Canadian musician Jacob Hoggard has been sentenced to five years behind bars after being found guilty earlier this year of sexually assaulting an Ottawa woman. The Crown had sought a sentence between six and seven years behind bars while the defence wanted three to four years. The prosecution had argued Hoggard was a risk to the public while the defence pointed to a psychiatric report that said he was a low. risk to reoffend. The 2016 sexual assault took place in a Toronto hotel room and the Ottawa woman told Hoggard’s sentencing hearing that what happened will haunt her for the rest of her life. Hoggard had also been charged with sexual assault causing bodily harm in the case of a teenage fan, as well as sexual interference involving that complainant but was found not guilty on those offences. The 38-year-old Hedley frontman had pleaded not guilty to all Charges.

(Stored data entries)
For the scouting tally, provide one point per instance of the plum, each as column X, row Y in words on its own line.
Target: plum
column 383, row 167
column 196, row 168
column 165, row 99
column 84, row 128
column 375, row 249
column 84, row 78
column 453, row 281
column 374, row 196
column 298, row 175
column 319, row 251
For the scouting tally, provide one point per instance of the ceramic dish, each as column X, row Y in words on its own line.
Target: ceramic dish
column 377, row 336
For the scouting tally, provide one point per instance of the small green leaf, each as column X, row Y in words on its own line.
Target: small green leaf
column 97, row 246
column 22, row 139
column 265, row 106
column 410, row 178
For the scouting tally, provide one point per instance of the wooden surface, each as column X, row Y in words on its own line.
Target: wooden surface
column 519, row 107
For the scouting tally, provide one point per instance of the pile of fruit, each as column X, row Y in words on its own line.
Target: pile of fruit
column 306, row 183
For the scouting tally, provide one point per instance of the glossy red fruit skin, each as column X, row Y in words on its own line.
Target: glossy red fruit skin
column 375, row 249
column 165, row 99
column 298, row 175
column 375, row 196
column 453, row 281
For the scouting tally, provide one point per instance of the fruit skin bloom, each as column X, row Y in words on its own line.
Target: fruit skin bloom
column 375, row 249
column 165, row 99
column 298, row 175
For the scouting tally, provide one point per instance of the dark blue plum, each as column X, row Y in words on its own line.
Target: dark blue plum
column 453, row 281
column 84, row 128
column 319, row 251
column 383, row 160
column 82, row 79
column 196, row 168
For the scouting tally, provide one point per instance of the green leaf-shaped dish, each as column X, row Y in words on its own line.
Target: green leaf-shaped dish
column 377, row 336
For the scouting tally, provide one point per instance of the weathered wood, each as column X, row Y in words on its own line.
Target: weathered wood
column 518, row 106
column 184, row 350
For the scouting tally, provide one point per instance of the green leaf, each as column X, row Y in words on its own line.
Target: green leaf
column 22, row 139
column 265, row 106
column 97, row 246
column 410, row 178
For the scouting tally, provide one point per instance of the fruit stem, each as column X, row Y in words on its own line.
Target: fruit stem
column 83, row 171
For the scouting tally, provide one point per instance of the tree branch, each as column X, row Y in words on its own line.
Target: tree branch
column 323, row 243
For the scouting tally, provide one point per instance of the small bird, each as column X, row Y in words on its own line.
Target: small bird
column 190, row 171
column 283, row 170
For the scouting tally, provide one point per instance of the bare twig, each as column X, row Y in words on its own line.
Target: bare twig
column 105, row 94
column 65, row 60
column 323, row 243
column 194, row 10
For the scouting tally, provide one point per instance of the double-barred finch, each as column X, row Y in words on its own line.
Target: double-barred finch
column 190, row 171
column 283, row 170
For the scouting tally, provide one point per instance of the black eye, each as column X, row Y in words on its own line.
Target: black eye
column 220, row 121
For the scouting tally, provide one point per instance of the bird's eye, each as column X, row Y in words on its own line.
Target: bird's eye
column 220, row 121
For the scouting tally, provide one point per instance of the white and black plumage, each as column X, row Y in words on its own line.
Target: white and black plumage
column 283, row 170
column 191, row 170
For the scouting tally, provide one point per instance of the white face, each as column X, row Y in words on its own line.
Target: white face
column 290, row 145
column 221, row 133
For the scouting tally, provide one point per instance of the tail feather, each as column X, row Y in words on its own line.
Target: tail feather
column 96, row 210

*DIRECTIONS:*
- a) In the Hoggard sentencing report, how long is the sentence Hoggard received?
- b) Update the part of the Hoggard sentencing report starting at "Canadian musician Jacob" and ending at "to all Charges." by changing "hotel room" to "hotel suite", and write out the whole updated part.
- c) Write what comes next in the Hoggard sentencing report, picking up after its last sentence.

*ANSWERS TO THE EXERCISES:*
- a) Five years behind bars.

- b)
Canadian musician Jacob Hoggard has been sentenced to five years behind bars after being found guilty earlier this year of sexually assaulting an Ottawa woman. The Crown had sought a sentence between six and seven years behind bars while the defence wanted three to four years. The prosecution had argued Hoggard was a risk to the public while the defence pointed to a psychiatric report that said he was a low. risk to reoffend. The 2016 sexual assault took place in a Toronto hotel suite and the Ottawa woman told Hoggard’s sentencing hearing that what happened will haunt her for the rest of her life. Hoggard had also been charged with sexual assault causing bodily harm in the case of a teenage fan, as well as sexual interference involving that complainant but was found not guilty on those offences. The 38-year-old Hedley frontman had pleaded not guilty to all Charges.

- c)
One of two candidates seeking the leadership of B-C’s New Democratic Party has been disqualified for violating campaign rules. The N-D-P executive says it voted to disqualify Anjali (AN’-jah-lee) Appadurai (ah-PAD’-ur-eye) following a review by the party’s chief executive officer, which found improper conduct by working with third parties for membership drives on her behalf. David Eby, B-C’s former attorney general and minister responsible for housing, will now become the leader of the B-C N-D-P and replace retiring Premier John Horgan. The party says as there now is only one candidate, it is considering moving up the December 3rd leadership election date.
Vince Tao, a community organizer with the Vancouver Area Network of Drug Users, says he is worried about the city’s future because the new mayor-elect supports the police and real estate development. One of Ken Sim’s election promises was to hire 100 more police officers and 100 mental health nurses to work with the department. Tao says Sim’s government — which takes office November 7th — will take away funding from other community organizations and resources like housing, access to washrooms and safe drug supply. Rachel Lau, with the non-profit Yarrow Intergenerational Society for Justice, says she believes the next four years will be challenging for some Vancouverites, especially vulnerable people in Chinatown.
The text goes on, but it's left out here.